(WHAT IS BEING ASKED) Which lines of the records contain the word "tray"? List each of those lines.

(SOURCE MATERIAL)
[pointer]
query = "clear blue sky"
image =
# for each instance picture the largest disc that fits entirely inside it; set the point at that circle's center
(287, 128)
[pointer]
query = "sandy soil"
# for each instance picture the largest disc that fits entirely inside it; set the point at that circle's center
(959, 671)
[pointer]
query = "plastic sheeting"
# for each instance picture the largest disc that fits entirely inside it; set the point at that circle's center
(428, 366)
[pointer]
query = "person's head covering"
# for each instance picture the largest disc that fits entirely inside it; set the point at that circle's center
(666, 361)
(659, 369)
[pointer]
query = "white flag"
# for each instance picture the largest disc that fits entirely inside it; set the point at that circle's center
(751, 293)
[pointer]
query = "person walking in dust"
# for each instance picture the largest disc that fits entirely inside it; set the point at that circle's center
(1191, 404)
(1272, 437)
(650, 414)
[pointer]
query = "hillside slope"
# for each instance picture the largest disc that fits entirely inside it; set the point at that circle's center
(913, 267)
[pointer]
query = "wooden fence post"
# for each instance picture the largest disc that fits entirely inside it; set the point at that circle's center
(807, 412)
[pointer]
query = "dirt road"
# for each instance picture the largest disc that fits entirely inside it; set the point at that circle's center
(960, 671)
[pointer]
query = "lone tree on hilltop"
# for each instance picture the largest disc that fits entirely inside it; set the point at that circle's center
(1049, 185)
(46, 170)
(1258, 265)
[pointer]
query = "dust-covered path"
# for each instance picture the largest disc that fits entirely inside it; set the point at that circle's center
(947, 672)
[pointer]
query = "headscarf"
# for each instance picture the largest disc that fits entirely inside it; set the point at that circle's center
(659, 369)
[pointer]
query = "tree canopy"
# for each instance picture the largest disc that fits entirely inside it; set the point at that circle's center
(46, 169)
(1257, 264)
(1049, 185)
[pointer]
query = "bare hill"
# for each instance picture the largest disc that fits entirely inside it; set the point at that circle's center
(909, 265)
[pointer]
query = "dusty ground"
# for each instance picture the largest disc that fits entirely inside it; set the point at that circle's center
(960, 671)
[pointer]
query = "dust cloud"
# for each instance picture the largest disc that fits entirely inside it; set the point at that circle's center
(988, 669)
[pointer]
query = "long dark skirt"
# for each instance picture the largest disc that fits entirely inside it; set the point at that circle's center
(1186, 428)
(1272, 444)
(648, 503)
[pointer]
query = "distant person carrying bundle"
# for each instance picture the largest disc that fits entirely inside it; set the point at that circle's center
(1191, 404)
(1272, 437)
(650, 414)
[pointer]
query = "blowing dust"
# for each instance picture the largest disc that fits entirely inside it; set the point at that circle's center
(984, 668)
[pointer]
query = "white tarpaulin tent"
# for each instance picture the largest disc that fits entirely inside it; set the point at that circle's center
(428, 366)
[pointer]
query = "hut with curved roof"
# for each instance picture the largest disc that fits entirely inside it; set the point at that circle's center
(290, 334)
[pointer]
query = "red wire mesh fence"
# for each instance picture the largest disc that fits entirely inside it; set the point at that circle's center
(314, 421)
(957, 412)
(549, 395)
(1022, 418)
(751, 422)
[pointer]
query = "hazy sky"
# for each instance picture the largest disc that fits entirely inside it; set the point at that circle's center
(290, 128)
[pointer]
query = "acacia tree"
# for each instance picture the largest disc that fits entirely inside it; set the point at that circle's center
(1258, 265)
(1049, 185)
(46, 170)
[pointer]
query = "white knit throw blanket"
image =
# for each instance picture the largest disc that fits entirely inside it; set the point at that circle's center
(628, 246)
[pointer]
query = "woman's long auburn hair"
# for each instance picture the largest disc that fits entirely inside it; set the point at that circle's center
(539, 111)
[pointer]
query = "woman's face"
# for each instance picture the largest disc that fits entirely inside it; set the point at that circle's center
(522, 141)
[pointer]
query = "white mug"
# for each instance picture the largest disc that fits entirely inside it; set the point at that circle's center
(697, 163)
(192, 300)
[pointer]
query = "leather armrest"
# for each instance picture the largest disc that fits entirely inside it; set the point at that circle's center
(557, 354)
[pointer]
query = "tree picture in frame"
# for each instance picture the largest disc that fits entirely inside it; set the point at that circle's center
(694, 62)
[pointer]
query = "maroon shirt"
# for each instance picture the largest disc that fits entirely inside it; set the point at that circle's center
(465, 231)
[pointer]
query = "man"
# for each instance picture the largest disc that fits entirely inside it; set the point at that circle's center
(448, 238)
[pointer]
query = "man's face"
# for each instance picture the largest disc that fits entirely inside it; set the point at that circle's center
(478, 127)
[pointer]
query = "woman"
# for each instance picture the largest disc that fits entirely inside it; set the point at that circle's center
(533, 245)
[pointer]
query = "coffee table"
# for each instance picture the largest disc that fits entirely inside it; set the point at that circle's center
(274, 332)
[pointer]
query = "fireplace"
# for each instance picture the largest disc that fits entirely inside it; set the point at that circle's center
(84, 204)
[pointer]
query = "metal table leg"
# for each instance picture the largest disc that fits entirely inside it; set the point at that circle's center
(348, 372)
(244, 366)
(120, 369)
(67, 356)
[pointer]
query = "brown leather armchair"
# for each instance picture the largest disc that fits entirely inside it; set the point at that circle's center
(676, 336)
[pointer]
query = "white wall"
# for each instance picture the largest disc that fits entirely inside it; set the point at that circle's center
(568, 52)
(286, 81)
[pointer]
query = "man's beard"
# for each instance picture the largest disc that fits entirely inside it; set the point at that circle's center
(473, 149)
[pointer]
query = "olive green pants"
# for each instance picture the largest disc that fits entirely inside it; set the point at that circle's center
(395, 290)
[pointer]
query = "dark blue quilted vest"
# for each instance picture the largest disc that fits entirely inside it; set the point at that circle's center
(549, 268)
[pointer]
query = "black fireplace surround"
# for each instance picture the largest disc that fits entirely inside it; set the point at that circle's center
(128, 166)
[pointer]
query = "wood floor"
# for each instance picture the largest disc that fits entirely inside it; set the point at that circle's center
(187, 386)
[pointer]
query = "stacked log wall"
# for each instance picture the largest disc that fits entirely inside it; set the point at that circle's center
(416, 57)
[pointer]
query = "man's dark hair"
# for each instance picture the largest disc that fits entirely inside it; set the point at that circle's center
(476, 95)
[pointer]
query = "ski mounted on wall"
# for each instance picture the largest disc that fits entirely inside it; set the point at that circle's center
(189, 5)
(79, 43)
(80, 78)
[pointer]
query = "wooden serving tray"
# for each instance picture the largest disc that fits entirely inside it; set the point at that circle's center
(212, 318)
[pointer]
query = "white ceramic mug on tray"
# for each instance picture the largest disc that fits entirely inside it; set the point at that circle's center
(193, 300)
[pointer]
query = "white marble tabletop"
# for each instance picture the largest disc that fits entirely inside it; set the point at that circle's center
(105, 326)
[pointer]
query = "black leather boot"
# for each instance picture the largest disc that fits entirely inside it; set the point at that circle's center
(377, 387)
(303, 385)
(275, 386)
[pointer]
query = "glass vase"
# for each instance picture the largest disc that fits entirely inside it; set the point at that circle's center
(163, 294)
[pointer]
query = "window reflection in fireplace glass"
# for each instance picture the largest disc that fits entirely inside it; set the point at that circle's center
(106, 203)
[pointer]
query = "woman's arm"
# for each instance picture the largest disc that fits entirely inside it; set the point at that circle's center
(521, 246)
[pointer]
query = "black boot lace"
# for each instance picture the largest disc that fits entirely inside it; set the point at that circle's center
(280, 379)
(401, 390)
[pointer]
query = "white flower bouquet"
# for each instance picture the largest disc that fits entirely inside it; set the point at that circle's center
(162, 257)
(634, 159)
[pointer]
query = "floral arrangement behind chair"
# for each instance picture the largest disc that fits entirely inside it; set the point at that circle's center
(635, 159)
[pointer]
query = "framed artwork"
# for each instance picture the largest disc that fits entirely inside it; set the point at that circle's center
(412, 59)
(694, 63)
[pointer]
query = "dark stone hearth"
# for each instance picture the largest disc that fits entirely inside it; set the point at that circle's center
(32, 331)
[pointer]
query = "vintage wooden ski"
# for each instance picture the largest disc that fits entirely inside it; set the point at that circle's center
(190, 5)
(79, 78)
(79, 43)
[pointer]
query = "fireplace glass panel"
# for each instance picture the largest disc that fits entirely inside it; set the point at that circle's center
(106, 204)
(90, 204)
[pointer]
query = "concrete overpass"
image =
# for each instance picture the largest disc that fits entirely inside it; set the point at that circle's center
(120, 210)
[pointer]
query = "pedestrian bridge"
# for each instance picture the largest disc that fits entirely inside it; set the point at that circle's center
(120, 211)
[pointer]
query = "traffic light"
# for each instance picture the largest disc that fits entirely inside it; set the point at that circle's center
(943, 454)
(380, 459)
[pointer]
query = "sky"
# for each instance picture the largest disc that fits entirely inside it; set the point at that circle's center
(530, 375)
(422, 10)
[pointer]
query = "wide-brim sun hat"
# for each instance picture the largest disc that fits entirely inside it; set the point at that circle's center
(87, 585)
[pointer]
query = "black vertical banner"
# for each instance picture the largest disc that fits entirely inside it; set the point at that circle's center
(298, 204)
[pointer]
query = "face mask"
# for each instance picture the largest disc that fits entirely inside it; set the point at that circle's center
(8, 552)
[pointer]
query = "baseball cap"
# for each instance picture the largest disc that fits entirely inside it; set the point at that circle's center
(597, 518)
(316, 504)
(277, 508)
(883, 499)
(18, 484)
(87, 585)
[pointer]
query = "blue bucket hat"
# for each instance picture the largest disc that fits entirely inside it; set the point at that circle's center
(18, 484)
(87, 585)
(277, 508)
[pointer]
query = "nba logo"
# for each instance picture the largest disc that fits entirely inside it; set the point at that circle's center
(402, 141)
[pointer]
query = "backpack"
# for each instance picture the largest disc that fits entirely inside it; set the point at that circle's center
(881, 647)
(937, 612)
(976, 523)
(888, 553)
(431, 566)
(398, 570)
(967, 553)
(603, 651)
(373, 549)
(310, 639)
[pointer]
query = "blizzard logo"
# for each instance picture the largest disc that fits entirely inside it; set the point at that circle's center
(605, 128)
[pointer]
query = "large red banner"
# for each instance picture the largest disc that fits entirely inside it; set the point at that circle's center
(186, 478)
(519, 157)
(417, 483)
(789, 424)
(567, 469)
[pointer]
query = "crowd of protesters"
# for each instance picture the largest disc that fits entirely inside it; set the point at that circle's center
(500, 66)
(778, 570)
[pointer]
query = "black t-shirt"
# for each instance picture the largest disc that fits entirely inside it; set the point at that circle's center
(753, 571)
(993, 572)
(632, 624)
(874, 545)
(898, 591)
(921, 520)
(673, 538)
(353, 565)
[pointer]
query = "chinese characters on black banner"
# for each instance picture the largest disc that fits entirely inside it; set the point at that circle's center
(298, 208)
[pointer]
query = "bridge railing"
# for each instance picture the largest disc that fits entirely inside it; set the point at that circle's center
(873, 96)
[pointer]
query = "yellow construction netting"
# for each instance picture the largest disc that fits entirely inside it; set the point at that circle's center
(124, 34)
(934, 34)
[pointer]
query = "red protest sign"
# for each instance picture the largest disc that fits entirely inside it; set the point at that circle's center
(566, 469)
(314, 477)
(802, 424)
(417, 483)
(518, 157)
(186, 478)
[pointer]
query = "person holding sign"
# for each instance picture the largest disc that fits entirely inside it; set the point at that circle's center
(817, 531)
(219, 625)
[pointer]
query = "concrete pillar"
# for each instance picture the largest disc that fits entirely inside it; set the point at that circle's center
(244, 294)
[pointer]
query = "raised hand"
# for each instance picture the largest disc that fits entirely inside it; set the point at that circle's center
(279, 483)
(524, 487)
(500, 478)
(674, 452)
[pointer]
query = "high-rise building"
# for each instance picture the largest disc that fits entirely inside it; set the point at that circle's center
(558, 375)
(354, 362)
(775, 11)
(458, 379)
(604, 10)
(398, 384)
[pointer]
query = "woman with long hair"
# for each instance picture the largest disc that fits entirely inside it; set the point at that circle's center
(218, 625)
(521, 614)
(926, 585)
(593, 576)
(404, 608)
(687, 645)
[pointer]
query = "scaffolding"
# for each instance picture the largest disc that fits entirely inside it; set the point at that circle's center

(RESULT FOR THIS TASK)
query = "wooden serving tray"
query = "white ceramic mug on tray"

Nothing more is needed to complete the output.